<<<<
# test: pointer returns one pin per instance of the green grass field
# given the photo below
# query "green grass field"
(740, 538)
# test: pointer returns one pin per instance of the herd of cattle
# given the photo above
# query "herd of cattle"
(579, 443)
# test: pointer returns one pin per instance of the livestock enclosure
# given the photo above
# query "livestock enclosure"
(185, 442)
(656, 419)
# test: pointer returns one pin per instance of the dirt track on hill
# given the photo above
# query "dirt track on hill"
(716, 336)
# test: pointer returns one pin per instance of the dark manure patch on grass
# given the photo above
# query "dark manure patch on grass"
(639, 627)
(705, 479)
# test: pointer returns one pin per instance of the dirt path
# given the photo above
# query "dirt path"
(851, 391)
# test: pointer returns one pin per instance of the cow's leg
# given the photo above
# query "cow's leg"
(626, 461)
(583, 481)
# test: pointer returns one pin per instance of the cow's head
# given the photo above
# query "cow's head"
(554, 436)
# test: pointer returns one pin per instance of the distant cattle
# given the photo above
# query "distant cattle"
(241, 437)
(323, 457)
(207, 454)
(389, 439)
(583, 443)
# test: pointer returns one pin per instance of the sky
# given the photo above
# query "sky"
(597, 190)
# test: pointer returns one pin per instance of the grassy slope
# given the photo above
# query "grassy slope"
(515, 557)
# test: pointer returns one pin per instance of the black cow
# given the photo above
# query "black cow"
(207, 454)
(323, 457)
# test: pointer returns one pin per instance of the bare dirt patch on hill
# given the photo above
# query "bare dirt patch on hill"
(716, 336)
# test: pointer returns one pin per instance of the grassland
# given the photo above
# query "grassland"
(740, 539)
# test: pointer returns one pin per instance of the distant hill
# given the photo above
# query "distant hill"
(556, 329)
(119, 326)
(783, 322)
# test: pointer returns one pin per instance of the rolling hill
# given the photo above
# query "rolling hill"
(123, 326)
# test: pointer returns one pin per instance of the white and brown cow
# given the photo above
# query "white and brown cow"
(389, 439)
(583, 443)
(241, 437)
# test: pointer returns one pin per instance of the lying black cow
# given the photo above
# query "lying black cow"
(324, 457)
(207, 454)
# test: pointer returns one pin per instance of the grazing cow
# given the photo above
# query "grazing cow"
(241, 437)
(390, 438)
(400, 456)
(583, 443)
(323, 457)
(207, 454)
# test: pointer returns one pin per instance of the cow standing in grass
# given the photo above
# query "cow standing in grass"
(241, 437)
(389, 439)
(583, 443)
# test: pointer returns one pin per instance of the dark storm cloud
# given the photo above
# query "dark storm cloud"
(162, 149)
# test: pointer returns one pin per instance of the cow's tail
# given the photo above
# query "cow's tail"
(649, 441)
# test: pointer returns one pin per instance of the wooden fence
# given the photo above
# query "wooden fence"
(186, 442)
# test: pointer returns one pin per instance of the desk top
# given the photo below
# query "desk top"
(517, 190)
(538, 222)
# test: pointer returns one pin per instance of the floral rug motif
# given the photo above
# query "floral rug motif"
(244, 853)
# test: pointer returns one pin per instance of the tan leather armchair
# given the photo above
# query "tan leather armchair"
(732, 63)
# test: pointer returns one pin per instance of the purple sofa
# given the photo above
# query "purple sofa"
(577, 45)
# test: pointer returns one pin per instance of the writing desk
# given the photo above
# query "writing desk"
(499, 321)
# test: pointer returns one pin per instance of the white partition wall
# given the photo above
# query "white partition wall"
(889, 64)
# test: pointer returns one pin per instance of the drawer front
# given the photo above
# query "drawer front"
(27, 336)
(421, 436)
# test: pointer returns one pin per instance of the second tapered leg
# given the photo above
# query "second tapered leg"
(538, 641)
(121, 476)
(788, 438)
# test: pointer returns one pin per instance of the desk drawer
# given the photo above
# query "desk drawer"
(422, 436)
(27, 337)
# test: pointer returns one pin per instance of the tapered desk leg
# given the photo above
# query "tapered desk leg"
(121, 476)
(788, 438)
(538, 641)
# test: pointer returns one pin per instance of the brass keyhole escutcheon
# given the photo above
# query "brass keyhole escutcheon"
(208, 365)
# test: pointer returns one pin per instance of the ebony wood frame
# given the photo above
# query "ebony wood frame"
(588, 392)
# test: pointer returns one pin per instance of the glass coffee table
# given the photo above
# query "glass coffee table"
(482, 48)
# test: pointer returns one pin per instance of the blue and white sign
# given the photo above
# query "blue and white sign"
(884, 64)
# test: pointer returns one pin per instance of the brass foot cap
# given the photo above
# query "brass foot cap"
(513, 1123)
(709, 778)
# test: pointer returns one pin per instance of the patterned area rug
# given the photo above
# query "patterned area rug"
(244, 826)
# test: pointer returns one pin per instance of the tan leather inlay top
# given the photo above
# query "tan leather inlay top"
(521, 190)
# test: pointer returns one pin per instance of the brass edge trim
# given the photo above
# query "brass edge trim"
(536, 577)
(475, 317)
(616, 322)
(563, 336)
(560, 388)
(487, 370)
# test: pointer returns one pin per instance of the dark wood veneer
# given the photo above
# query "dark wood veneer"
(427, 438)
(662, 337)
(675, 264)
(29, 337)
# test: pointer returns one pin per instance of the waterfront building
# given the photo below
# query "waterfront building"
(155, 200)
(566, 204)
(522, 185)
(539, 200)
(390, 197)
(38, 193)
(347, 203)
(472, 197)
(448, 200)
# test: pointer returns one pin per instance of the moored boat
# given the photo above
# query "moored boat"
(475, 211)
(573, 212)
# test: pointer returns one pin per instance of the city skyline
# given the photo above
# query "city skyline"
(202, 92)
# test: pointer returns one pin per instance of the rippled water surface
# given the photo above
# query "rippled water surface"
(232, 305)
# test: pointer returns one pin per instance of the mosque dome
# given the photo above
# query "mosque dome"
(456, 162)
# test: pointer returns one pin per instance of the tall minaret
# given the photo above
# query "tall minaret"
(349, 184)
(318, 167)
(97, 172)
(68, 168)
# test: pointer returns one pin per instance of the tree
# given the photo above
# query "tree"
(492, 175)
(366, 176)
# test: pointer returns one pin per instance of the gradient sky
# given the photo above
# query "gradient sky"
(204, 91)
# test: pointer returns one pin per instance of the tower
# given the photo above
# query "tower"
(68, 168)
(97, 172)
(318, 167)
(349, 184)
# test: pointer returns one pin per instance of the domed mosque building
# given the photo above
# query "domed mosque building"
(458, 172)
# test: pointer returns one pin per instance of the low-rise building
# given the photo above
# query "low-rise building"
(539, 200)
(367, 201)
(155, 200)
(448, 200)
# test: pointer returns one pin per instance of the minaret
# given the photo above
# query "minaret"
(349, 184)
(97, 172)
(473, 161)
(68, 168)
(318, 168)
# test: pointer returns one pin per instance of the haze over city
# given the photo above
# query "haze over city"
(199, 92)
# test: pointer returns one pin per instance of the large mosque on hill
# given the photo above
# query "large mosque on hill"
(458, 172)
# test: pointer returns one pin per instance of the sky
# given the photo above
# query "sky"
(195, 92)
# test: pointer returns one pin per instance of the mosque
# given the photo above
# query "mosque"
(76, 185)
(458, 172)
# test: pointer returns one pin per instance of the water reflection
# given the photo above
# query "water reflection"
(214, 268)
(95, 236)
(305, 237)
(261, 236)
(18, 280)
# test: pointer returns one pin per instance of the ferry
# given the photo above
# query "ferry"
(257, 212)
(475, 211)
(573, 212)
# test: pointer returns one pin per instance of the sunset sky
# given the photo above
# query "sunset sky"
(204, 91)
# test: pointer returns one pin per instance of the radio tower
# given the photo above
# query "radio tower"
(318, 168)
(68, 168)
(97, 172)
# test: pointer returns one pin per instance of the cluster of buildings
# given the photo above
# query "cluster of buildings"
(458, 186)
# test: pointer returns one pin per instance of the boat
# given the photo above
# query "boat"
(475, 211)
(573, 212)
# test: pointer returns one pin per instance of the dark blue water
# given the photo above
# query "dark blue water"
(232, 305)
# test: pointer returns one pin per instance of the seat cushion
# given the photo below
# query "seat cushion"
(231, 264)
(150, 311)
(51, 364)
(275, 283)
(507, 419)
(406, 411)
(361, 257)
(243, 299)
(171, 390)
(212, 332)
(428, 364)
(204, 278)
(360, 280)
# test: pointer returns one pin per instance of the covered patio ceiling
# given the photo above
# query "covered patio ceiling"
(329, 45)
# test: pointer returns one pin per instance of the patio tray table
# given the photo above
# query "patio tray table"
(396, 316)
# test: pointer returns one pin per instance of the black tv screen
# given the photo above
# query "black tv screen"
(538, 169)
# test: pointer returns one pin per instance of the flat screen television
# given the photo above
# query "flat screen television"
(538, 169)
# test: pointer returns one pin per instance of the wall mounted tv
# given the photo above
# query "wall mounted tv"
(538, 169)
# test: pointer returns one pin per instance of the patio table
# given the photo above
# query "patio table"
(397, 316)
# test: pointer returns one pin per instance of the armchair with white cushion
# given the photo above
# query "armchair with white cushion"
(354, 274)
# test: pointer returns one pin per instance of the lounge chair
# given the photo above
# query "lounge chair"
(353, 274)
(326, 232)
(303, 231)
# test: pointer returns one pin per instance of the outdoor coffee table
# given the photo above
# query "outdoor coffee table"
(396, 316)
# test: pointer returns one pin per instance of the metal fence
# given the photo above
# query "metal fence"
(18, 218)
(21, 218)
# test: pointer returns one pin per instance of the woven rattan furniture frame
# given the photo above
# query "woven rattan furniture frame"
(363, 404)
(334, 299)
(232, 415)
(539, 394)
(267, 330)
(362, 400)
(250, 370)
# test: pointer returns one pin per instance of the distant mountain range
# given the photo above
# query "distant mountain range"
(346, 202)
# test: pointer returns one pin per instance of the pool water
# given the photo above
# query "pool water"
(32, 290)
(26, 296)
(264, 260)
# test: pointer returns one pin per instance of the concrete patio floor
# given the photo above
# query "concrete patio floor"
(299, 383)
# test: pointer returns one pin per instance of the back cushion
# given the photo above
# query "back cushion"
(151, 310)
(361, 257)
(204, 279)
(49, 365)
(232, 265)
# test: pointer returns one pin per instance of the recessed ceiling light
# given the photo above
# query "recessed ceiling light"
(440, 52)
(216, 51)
>>>>
**Task requirements**
Print nothing but the lines from the one that contains "# test: pointer returns one pin per instance of the back" to the final line of the data, both included, exactly as they read.

**Result of the exercise**
# test: pointer returns one pin per instance of the back cushion
# given the photo above
# query "back cushion"
(151, 310)
(361, 257)
(204, 279)
(49, 365)
(232, 265)
# test: pointer returns one pin per instance of the recessed ceiling light
# given the photo above
# query "recessed ceiling light"
(440, 52)
(216, 51)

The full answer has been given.